= JOB A =
Transcribe the part of the Turai post starting with "Many people dislike" and going on through "the pic below.".
= JOB B =
Answer these questions from the Turai post:
(i) When did the writer used to get Turai to eat?
(ii) Which vegetable from the previous post is Turai compared to?
(iii) What part of Turai should be peeled?
= JOB C =
Decide whether each statement agrees with the Turai post, and quote the words that settle it:
(i) Turai is used only in one region of India.
(ii) Turai is a mild tasting vegetable.
(iii) The region between the ridges should be peeled.

= TEXT SEGMENT =

· · ·

Tuesday, August 18, 2009

Turai Ki Dal

Turai, Thori, Beerakaya, Ridged Gourd is used all over India. However, it is not extremely popular as a tasty dish - I used to get this to eat when I was sick. However, like the Chayote Squash about which I blogged in the last post, Turai is also a mild tasting vegetable. Hence, the flavor of any dish made with it is directly related to what else you are putting in it. So the flavor that you can get is almost unlimited in scope.

Many people dislike Turai due to its thick skin. But we will use it to our advantage to get crisp pieces of vegetable. How do we minimize peeling for Turai ? Just peel the rough sharp ridges. Do not peel the region between the ridges. See the pic below.

· · ·

= RECORDED DATA =
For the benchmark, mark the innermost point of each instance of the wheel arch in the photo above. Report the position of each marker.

· · ·

= COMPLETE OUTPUT A =
Many people dislike Turai due to its thick skin. But we will use it to our advantage to get crisp pieces of vegetable. How do we minimize peeling for Turai ? Just peel the rough sharp ridges. Do not peel the region between the ridges. See the pic below.

= COMPLETE OUTPUT B =
(i) When the writer was sick.
(ii) The Chayote Squash.
(iii) The rough sharp ridges.

= COMPLETE OUTPUT C =
(i) No: "Turai, Thori, Beerakaya, Ridged Gourd is used all over India."
(ii) Yes: "Turai is also a mild tasting vegetable."
(iii) No: "Do not peel the region between the ridges."